Stored data entries:
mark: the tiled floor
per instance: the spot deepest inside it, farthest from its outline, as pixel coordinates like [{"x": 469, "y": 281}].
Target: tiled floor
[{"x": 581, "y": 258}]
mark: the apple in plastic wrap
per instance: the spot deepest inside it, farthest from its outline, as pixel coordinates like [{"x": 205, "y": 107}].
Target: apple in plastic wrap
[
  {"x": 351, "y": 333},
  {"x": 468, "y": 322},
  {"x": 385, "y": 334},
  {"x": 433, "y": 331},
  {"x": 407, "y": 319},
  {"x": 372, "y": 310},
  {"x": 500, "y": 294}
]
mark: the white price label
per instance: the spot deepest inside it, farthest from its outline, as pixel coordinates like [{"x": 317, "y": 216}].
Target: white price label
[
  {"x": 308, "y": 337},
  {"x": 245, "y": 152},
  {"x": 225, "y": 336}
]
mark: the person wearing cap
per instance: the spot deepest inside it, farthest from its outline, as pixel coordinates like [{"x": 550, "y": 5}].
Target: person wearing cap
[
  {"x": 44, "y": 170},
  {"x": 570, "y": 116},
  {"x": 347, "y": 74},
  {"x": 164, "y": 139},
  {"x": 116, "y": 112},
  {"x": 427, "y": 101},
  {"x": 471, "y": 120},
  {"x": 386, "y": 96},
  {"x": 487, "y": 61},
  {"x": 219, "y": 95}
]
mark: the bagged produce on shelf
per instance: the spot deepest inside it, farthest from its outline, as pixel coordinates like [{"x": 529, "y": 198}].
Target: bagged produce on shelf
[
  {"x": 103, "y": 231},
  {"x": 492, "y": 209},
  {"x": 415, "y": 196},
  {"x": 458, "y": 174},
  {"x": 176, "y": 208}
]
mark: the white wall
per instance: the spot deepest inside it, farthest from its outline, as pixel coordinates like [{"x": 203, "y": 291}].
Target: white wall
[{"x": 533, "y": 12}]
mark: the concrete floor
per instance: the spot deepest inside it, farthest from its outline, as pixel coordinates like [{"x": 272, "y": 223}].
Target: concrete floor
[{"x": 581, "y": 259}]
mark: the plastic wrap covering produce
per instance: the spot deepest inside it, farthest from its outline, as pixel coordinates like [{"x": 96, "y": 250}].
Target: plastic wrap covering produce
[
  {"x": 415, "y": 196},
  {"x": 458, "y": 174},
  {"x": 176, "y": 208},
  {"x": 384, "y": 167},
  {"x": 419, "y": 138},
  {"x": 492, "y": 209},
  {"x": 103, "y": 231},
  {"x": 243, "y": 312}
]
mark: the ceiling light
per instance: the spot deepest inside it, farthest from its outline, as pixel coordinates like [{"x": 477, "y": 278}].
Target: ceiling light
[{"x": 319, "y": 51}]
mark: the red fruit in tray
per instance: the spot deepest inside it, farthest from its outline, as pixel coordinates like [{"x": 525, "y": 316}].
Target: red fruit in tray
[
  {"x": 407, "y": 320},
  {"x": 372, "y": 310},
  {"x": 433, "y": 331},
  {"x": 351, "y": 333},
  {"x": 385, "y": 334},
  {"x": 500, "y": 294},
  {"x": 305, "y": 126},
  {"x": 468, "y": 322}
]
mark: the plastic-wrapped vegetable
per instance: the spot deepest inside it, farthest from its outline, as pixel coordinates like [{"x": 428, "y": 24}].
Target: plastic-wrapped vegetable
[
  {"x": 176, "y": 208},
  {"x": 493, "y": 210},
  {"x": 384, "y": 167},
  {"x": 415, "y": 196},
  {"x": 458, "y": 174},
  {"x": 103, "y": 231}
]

Work request:
Pull out every line holding "mark" from the records above, and copy it.

Answer area:
mark: the tiled floor
mark: the apple in plastic wrap
mark: the white price label
mark: the person wearing cap
mark: the bagged produce on shelf
mark: the white wall
mark: the concrete floor
mark: the plastic wrap covering produce
mark: the ceiling light
mark: the red fruit in tray
mark: the plastic-wrapped vegetable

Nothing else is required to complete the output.